(RECORDS TO PROCESS Opens)

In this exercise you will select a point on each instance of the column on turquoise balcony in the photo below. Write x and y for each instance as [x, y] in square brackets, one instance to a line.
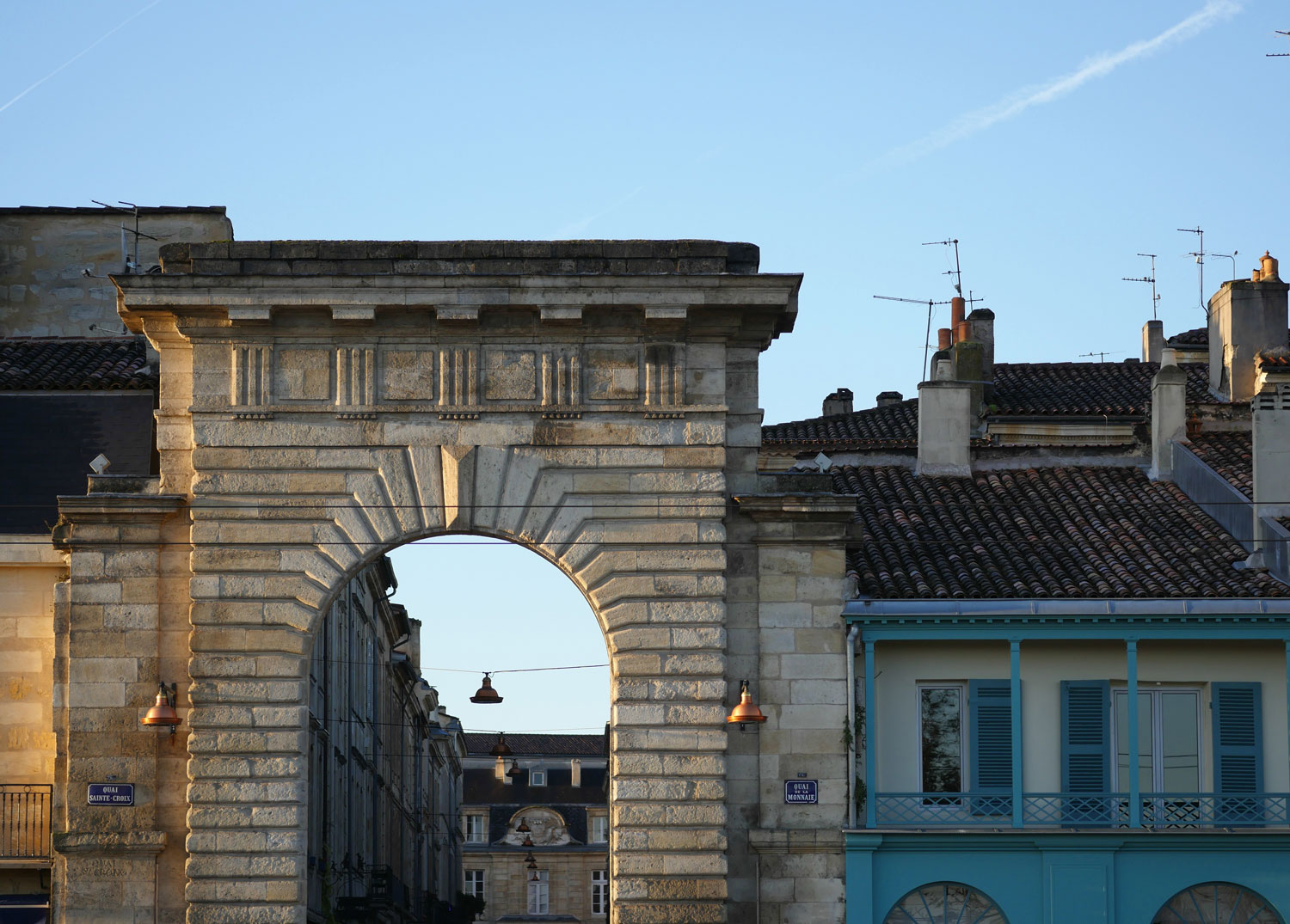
[871, 780]
[1014, 648]
[1132, 705]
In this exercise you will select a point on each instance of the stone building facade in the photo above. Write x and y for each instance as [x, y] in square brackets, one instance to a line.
[595, 401]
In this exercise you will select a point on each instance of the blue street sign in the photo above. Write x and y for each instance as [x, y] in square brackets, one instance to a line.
[802, 792]
[110, 794]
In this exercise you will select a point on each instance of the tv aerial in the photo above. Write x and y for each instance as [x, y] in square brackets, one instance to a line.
[926, 340]
[1151, 278]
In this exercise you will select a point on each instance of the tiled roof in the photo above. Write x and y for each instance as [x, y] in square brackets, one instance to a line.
[890, 425]
[1055, 389]
[1091, 532]
[538, 745]
[1228, 454]
[1117, 389]
[72, 365]
[1196, 337]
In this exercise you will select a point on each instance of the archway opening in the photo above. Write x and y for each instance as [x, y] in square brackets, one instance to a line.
[413, 812]
[946, 903]
[1217, 903]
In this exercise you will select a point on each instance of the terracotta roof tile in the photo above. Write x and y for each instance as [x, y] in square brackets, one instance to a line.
[72, 365]
[1231, 456]
[1073, 532]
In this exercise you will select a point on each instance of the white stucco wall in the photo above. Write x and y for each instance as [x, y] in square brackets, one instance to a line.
[900, 666]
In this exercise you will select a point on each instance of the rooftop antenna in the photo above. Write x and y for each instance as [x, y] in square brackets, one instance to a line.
[132, 265]
[957, 271]
[1199, 255]
[1231, 257]
[926, 340]
[1151, 278]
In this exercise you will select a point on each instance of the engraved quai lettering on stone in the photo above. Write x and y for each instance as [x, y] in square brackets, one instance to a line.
[355, 376]
[409, 376]
[613, 373]
[510, 374]
[458, 376]
[562, 376]
[302, 374]
[250, 376]
[665, 374]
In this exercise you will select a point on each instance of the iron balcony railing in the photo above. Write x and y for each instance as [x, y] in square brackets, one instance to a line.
[25, 820]
[1084, 810]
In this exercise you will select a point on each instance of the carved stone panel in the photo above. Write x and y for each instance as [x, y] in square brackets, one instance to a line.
[510, 374]
[562, 376]
[458, 376]
[409, 376]
[355, 376]
[665, 374]
[252, 365]
[302, 374]
[613, 373]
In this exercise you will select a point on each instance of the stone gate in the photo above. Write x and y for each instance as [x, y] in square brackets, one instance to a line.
[324, 402]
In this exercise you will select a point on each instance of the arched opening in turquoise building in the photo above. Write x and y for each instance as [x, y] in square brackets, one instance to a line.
[1217, 903]
[946, 903]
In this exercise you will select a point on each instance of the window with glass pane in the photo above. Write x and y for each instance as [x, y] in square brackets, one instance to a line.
[941, 738]
[600, 892]
[539, 895]
[476, 830]
[1169, 740]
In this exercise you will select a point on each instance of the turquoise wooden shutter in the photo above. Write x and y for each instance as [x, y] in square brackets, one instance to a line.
[990, 707]
[1085, 750]
[1238, 710]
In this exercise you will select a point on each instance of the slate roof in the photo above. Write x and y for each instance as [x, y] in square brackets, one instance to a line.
[479, 743]
[1075, 532]
[893, 425]
[1231, 456]
[1117, 389]
[74, 364]
[1057, 389]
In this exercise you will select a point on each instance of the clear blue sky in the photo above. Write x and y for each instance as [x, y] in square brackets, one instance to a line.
[1053, 141]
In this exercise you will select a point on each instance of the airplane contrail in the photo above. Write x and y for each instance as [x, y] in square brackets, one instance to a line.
[1098, 66]
[79, 54]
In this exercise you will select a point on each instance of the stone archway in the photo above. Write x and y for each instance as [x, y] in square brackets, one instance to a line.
[322, 402]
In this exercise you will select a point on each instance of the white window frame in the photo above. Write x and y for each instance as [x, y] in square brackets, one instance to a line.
[600, 892]
[964, 780]
[539, 893]
[482, 828]
[1158, 745]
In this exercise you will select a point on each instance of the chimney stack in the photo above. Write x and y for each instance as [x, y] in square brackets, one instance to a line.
[1246, 319]
[1271, 450]
[841, 401]
[1168, 419]
[982, 322]
[1152, 340]
[944, 427]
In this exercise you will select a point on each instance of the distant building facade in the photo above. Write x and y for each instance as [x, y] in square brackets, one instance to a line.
[384, 766]
[544, 800]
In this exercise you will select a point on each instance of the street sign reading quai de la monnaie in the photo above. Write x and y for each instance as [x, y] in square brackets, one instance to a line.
[802, 792]
[110, 794]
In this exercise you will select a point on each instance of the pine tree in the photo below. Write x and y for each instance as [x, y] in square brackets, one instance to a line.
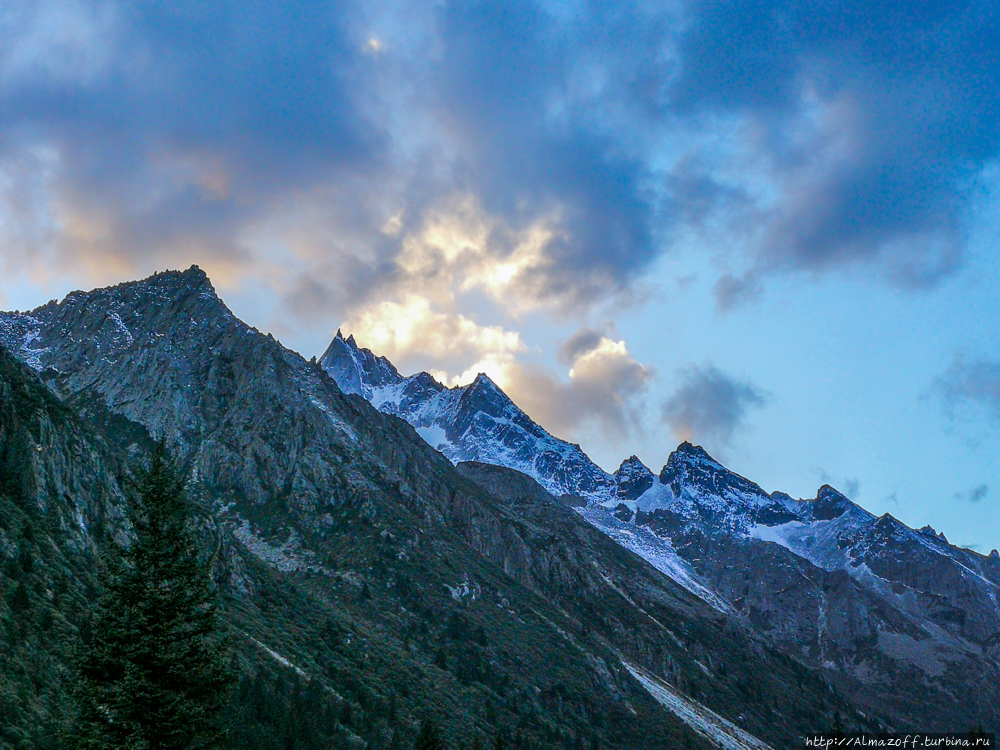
[152, 671]
[429, 737]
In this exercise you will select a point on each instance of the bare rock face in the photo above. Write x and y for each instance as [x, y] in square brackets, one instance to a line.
[476, 422]
[898, 619]
[768, 610]
[349, 547]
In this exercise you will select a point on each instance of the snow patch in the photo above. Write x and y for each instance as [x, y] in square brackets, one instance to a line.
[704, 721]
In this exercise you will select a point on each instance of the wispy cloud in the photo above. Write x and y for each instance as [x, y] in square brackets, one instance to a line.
[585, 141]
[970, 385]
[710, 405]
[973, 495]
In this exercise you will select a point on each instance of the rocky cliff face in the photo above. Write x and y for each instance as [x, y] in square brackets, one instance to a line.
[356, 558]
[477, 422]
[898, 619]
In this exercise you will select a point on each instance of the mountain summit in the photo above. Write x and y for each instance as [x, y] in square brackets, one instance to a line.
[866, 599]
[475, 422]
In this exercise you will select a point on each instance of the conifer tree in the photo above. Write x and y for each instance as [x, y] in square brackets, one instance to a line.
[429, 737]
[152, 671]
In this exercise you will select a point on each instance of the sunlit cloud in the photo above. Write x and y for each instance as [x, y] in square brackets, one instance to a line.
[412, 333]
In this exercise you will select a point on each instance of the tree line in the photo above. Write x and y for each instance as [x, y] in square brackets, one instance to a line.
[152, 664]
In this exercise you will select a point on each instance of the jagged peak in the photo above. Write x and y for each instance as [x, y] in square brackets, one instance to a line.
[632, 464]
[829, 492]
[687, 452]
[484, 381]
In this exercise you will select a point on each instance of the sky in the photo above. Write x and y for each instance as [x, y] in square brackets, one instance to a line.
[768, 227]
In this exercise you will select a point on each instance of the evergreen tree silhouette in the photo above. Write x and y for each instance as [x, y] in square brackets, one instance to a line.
[429, 737]
[151, 669]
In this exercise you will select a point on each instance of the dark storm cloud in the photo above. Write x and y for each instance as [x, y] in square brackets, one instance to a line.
[188, 120]
[907, 95]
[808, 136]
[975, 494]
[974, 385]
[709, 405]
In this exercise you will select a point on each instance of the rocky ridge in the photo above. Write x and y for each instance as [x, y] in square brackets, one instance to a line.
[876, 605]
[359, 559]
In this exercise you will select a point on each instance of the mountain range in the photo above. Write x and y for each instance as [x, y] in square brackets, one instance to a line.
[874, 604]
[389, 550]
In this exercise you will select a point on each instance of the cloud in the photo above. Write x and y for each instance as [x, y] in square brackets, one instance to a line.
[709, 405]
[603, 390]
[866, 156]
[974, 495]
[352, 149]
[970, 386]
[579, 344]
[454, 348]
[602, 387]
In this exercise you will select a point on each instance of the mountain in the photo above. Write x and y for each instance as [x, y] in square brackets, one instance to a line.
[367, 582]
[898, 619]
[476, 422]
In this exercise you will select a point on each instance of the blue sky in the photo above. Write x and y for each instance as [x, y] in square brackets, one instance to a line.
[769, 227]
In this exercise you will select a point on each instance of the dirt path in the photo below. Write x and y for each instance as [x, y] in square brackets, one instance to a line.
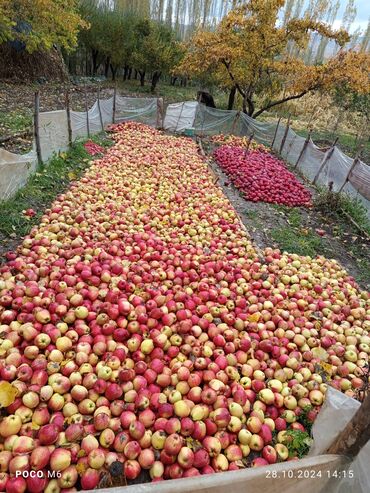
[17, 106]
[296, 230]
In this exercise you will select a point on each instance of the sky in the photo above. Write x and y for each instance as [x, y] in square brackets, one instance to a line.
[363, 14]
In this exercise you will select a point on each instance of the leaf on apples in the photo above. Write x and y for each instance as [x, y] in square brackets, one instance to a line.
[8, 393]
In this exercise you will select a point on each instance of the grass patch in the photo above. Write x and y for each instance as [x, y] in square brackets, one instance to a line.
[331, 202]
[346, 142]
[292, 241]
[42, 188]
[15, 121]
[294, 237]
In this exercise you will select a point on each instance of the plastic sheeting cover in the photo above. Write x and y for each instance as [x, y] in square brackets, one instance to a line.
[15, 169]
[180, 116]
[336, 412]
[53, 131]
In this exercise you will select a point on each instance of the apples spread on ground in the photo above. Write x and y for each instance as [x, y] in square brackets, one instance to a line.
[140, 329]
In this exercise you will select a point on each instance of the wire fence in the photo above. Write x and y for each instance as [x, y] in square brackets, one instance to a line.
[56, 130]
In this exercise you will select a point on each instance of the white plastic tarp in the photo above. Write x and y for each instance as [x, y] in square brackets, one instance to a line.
[142, 110]
[53, 131]
[180, 116]
[15, 169]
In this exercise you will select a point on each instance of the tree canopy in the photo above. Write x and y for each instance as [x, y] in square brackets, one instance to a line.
[250, 51]
[40, 24]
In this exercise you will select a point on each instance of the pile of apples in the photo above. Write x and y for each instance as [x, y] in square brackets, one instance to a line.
[234, 140]
[140, 331]
[262, 177]
[93, 149]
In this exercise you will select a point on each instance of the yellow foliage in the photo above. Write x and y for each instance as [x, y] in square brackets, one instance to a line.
[249, 50]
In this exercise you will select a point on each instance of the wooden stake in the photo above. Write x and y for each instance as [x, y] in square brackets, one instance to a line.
[236, 119]
[160, 116]
[36, 127]
[182, 107]
[275, 133]
[114, 103]
[99, 108]
[355, 161]
[355, 435]
[87, 113]
[68, 111]
[285, 136]
[303, 148]
[248, 144]
[327, 156]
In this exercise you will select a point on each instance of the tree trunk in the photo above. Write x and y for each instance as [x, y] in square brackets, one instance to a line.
[142, 78]
[155, 79]
[114, 71]
[106, 66]
[232, 93]
[94, 56]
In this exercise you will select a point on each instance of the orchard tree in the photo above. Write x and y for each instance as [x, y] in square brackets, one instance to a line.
[40, 24]
[156, 50]
[248, 53]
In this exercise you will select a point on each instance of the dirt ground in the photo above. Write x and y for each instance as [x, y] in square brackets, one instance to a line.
[340, 240]
[17, 106]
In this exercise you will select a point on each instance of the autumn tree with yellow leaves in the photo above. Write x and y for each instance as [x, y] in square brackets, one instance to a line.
[250, 53]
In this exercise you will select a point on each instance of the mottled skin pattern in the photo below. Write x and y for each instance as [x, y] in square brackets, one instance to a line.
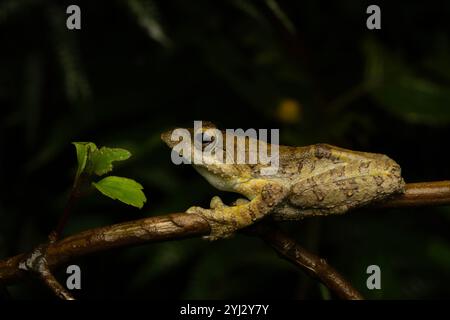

(RECORDS TO PROCESS Closes)

Copy exactly, and copy only, the lines from the one bearing "the dirt ground" through the closing line of the material, with both ends kept and pictures removed.

In this exercise you will select a point on each instance of the dirt ground in the photo above. Write x and y for each instance as [x, y] in square brackets, one instance to a line.
[340, 240]
[17, 106]
In this exercise you will select a point on each instance of the autumn tree with yellow leaves in the photo above. Write x and y for each instance as [x, y] in square brackets, one instance to a line.
[250, 53]
In this exercise you will select a point on each instance of the mottled skin pattern in the photo below. Write x and y for each instance as [x, y] in square brackets, one instance to a line.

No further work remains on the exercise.